* Required action
Reproduce the records below exactly from their first line through the line containing "box: [223, 323, 257, 358]", omitting all pictures.

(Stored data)
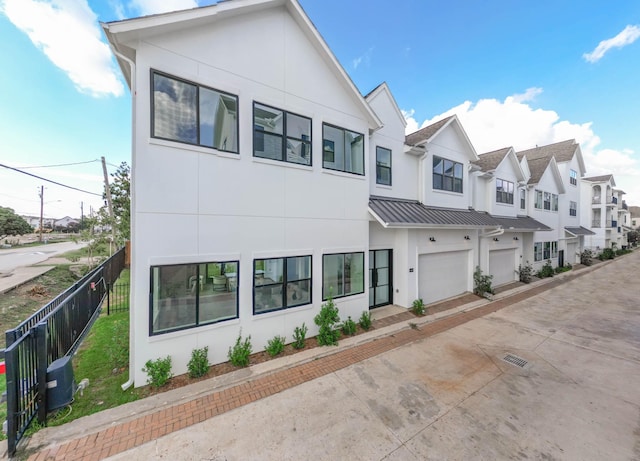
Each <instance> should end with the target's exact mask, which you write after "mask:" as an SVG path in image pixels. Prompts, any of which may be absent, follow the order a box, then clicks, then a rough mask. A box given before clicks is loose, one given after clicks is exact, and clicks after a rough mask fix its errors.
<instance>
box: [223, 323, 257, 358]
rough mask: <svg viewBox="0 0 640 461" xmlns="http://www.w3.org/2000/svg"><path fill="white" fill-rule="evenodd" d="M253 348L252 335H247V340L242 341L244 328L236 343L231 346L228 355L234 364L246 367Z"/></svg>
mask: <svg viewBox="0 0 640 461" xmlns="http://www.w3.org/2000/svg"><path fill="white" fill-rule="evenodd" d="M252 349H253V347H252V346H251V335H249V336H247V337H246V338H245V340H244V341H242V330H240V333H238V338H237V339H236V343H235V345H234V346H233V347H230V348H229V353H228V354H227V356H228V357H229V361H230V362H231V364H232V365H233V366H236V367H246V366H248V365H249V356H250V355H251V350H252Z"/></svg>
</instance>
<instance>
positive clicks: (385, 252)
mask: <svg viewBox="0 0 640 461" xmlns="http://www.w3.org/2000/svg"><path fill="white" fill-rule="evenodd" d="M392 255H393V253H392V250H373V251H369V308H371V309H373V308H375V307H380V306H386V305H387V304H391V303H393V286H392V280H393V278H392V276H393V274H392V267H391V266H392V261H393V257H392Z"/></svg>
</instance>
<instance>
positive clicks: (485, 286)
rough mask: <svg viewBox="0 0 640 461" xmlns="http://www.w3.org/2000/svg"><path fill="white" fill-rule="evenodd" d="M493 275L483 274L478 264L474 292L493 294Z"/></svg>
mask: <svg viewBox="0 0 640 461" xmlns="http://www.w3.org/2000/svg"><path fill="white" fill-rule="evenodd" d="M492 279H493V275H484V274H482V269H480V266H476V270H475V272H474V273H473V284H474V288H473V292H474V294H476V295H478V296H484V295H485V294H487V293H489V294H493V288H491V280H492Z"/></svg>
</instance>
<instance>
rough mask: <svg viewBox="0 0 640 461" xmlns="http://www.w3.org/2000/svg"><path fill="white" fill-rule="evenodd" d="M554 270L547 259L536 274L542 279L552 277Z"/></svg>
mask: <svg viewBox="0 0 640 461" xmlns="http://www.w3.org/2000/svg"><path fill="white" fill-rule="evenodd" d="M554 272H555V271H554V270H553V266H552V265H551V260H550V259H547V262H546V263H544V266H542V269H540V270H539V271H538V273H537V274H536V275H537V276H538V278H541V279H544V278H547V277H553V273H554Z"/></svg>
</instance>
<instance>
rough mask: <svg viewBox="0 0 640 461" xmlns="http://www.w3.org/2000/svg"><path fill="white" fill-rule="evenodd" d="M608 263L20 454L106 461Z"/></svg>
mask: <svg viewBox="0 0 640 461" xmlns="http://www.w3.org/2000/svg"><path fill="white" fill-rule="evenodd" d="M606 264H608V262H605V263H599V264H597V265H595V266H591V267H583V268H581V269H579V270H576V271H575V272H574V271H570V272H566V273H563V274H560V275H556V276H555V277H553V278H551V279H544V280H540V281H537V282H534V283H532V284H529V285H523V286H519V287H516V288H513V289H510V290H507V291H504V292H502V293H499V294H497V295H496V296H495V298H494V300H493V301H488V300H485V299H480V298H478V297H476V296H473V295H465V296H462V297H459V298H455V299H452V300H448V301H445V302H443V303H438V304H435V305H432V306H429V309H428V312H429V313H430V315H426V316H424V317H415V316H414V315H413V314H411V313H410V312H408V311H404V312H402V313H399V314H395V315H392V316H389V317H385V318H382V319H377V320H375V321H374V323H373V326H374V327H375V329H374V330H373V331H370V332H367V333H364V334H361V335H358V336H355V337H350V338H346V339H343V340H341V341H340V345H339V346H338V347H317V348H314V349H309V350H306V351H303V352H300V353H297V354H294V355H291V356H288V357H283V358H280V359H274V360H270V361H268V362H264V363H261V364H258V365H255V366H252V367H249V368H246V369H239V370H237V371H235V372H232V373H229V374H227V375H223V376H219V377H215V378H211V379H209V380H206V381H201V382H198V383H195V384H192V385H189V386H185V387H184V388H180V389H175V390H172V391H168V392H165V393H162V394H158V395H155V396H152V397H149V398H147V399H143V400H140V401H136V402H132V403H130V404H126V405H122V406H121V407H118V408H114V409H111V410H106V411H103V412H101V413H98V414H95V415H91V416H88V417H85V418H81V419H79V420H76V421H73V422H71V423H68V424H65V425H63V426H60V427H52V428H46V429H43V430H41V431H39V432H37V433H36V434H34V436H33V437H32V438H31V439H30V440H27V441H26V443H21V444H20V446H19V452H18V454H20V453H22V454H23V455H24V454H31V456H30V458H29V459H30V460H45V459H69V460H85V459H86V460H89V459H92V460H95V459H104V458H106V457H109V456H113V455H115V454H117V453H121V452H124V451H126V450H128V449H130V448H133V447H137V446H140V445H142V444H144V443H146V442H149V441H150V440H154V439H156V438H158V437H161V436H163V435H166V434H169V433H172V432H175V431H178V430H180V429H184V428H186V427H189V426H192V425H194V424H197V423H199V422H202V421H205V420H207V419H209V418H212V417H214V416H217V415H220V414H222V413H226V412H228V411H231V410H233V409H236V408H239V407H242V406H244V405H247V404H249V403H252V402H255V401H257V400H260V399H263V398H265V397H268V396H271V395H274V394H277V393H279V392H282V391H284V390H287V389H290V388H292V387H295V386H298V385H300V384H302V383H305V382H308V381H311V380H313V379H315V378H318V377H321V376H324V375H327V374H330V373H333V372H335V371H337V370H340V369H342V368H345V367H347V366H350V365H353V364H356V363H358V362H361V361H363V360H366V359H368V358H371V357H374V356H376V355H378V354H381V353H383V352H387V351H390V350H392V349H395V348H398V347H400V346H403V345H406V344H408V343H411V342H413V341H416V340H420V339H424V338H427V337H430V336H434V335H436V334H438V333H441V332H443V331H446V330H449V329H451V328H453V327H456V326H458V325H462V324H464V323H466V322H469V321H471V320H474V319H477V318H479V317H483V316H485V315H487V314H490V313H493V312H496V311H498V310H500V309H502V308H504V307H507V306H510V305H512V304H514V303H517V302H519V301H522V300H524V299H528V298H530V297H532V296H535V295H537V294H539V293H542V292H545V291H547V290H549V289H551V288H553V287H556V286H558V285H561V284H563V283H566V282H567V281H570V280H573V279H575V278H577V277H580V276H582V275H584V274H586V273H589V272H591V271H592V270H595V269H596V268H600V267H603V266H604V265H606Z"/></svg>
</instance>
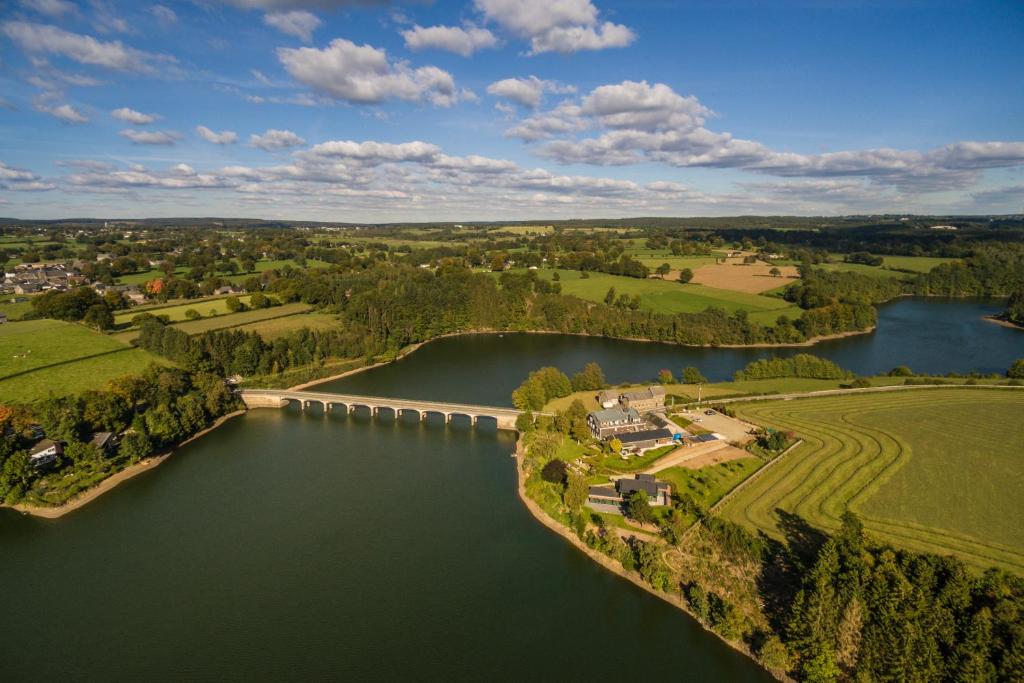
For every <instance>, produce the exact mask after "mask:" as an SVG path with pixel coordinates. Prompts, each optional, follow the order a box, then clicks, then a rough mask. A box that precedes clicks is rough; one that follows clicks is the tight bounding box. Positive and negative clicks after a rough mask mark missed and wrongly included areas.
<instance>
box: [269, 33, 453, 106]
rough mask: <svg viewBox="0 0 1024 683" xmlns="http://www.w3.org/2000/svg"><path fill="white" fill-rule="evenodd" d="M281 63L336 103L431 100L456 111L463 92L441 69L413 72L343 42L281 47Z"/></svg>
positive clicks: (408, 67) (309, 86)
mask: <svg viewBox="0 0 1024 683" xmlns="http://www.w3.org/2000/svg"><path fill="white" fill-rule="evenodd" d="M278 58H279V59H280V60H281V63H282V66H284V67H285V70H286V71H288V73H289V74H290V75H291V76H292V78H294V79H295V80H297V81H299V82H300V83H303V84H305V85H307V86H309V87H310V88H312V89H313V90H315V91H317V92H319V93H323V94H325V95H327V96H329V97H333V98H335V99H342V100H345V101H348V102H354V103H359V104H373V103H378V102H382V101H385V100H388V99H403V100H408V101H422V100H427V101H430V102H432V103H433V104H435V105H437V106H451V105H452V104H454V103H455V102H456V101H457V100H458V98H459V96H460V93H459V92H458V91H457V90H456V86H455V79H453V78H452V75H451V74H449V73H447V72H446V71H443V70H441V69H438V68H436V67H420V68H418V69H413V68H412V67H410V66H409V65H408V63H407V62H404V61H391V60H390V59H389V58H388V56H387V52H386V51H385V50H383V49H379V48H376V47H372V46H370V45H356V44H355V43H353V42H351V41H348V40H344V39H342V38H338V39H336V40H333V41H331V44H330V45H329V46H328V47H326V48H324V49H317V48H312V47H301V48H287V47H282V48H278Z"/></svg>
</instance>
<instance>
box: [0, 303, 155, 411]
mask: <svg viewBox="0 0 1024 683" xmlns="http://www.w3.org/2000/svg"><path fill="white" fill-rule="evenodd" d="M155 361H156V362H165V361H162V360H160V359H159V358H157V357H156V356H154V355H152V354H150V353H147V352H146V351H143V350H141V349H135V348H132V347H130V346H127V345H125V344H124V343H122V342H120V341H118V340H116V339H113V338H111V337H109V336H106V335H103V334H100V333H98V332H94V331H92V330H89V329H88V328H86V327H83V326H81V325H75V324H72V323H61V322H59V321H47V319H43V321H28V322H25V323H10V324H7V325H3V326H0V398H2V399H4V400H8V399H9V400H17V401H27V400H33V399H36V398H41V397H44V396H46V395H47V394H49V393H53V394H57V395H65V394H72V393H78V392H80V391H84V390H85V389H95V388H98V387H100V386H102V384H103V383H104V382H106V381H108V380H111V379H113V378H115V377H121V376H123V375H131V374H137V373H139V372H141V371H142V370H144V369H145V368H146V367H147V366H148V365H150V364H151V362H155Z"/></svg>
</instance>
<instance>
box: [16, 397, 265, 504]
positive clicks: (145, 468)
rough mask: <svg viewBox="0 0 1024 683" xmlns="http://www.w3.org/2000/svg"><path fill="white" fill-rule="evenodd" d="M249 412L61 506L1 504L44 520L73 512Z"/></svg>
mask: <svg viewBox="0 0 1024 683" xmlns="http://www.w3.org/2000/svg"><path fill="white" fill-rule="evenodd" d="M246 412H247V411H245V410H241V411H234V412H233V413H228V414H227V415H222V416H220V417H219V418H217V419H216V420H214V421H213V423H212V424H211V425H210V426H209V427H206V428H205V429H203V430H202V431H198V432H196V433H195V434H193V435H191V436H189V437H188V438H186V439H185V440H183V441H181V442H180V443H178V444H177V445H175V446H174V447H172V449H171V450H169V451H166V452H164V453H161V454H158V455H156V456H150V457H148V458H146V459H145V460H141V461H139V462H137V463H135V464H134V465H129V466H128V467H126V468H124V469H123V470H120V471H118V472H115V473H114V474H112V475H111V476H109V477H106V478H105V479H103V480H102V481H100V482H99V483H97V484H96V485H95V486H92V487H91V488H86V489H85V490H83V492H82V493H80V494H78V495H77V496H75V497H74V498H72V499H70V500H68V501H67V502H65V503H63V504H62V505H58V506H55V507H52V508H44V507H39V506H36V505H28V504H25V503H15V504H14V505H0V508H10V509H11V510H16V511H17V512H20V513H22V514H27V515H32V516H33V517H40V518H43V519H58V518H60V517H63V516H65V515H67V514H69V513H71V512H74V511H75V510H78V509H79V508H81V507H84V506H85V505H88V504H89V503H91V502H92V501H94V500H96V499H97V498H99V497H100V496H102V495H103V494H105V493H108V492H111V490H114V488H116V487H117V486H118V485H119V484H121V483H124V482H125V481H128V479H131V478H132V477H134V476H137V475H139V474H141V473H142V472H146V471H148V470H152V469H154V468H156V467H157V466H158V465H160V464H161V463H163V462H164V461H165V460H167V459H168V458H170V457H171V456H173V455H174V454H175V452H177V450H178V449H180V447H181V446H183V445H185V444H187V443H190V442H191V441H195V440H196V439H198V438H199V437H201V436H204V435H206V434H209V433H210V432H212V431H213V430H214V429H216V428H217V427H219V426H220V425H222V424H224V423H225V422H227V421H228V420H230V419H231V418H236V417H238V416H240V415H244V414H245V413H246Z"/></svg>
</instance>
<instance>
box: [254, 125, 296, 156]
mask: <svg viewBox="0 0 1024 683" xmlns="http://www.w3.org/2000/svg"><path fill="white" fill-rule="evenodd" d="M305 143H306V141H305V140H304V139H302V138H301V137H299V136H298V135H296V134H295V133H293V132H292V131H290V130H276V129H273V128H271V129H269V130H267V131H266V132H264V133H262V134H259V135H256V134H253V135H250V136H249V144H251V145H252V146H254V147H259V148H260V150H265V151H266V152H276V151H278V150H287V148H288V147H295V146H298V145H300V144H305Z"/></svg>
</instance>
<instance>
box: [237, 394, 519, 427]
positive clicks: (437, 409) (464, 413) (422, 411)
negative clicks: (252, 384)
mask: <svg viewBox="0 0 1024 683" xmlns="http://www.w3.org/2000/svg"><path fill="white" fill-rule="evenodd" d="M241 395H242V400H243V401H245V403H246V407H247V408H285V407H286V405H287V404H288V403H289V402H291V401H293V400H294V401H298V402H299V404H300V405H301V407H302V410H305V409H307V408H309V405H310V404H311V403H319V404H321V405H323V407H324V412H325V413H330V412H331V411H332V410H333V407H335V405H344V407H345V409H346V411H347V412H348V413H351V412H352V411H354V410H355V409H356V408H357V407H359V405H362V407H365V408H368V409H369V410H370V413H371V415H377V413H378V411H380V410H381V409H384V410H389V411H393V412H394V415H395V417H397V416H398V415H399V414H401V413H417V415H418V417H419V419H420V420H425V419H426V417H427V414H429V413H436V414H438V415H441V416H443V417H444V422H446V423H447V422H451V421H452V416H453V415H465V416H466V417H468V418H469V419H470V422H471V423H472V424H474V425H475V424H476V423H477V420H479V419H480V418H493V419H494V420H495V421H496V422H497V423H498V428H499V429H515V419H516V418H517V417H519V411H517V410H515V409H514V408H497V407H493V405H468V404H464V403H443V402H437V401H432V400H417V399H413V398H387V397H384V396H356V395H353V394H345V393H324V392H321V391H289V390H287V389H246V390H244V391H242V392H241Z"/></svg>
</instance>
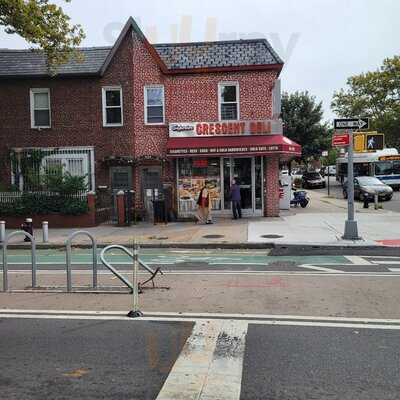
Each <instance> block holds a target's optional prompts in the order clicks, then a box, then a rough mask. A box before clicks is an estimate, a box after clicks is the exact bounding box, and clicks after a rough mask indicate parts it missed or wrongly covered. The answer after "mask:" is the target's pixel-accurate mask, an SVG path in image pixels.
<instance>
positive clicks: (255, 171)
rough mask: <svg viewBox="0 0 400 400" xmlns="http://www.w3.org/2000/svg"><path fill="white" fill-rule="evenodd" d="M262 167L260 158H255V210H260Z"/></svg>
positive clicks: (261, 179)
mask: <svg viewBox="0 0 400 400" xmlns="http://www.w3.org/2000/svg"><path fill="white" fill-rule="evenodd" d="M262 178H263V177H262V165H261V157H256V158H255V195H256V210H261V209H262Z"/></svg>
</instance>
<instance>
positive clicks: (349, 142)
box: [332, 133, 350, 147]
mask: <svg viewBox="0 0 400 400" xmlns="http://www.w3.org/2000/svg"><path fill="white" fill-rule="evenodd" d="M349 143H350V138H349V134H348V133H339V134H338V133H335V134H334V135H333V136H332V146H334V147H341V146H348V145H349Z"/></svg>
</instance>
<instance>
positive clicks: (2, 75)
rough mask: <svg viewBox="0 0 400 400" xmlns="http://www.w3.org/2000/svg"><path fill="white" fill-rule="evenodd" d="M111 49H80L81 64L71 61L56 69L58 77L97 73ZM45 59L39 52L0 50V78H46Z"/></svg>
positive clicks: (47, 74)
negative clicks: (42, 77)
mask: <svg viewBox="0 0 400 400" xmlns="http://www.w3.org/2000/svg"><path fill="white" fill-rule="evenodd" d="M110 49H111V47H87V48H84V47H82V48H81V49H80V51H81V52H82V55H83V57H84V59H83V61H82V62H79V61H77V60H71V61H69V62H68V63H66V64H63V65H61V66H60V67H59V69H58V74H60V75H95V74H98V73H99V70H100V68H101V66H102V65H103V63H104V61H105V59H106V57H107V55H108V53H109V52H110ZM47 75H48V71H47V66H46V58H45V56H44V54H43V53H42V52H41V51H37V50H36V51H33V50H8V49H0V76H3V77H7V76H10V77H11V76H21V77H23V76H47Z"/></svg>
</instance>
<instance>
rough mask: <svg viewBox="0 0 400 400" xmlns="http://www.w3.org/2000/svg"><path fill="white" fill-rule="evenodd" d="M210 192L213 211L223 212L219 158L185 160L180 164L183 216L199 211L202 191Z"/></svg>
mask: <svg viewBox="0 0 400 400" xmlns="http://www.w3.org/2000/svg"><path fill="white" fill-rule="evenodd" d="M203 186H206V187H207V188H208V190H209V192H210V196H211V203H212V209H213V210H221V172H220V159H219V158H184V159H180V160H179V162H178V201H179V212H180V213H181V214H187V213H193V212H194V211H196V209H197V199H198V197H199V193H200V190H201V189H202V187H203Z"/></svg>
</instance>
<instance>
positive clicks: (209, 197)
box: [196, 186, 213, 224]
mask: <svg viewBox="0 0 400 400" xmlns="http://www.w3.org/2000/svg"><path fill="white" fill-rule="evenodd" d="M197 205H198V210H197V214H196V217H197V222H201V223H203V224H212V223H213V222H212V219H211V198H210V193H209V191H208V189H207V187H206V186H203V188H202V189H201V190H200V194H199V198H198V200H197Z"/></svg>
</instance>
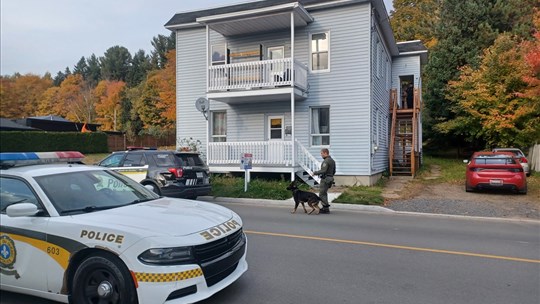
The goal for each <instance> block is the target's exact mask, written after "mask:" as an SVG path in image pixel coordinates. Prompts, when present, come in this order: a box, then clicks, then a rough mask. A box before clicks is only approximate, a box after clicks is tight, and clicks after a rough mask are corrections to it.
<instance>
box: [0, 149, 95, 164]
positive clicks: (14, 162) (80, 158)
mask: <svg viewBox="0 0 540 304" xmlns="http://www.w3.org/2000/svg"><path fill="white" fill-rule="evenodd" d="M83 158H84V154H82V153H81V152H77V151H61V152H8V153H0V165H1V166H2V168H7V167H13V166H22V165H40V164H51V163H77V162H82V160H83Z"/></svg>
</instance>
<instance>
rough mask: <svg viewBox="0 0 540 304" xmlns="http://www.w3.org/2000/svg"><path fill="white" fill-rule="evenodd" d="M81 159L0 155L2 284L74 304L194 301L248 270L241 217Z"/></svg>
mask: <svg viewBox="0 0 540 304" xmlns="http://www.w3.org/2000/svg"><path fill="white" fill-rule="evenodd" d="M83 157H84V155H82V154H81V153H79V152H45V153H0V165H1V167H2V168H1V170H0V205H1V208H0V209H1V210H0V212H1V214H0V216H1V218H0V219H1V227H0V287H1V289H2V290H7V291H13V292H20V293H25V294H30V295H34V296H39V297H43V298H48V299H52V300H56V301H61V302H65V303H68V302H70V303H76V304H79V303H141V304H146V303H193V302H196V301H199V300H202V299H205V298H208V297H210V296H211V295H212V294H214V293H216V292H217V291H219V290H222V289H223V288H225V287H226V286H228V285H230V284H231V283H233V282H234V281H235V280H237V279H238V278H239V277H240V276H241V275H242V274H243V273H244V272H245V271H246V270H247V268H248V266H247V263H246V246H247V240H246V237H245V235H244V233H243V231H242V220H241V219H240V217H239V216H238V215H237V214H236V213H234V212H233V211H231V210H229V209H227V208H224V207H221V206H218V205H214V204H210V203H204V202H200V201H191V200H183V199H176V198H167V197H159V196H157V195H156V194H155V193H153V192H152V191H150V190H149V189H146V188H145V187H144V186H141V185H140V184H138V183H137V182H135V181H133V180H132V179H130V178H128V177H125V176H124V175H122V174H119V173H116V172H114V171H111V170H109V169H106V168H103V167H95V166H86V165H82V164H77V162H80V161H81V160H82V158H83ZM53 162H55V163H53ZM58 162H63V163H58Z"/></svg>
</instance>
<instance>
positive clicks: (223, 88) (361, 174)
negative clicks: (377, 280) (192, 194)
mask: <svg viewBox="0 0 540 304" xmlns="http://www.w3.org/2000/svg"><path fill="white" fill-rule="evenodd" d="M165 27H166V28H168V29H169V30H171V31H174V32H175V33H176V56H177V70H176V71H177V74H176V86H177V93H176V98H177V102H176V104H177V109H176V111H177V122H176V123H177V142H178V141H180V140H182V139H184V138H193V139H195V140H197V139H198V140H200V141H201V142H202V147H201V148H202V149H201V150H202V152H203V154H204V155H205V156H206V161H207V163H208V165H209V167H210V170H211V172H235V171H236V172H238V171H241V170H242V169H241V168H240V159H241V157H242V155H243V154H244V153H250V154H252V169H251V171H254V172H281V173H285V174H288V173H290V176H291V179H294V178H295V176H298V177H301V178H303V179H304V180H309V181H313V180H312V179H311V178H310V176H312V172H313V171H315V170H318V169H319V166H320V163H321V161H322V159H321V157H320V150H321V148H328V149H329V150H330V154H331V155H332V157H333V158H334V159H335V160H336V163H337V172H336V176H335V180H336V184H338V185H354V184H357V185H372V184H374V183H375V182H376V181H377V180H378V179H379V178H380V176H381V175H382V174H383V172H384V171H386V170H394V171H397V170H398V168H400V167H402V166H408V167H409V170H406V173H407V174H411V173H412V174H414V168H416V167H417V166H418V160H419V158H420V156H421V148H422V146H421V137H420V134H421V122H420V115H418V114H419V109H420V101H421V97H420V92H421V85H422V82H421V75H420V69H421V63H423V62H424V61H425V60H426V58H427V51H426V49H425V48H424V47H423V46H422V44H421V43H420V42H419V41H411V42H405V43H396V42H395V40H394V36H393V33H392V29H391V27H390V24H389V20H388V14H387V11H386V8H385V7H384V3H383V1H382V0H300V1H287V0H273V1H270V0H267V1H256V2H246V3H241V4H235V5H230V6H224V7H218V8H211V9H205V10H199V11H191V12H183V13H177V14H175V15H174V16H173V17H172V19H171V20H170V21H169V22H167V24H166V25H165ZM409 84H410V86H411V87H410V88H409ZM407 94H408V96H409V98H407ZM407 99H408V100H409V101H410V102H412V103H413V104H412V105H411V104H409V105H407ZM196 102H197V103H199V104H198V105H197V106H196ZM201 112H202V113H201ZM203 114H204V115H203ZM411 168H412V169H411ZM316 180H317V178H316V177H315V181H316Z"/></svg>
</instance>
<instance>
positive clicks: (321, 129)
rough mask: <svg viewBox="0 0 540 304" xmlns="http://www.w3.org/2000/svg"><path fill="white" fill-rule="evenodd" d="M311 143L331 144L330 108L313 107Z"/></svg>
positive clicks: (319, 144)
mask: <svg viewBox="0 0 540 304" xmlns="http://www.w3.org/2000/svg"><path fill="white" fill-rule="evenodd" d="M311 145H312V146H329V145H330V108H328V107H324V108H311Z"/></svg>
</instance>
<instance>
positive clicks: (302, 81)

* Reply
Each <instance> should end with the target's exact mask, which you write after "mask:" as an SVG path in image pixels. Prompts, any of which may be absent, follow the order a box, then clicks, then a rough mask. A box given before clicks is loose, one given after clicks is exact, and clicks after a rough mask fix its errors.
<instance>
box: [223, 323, 257, 358]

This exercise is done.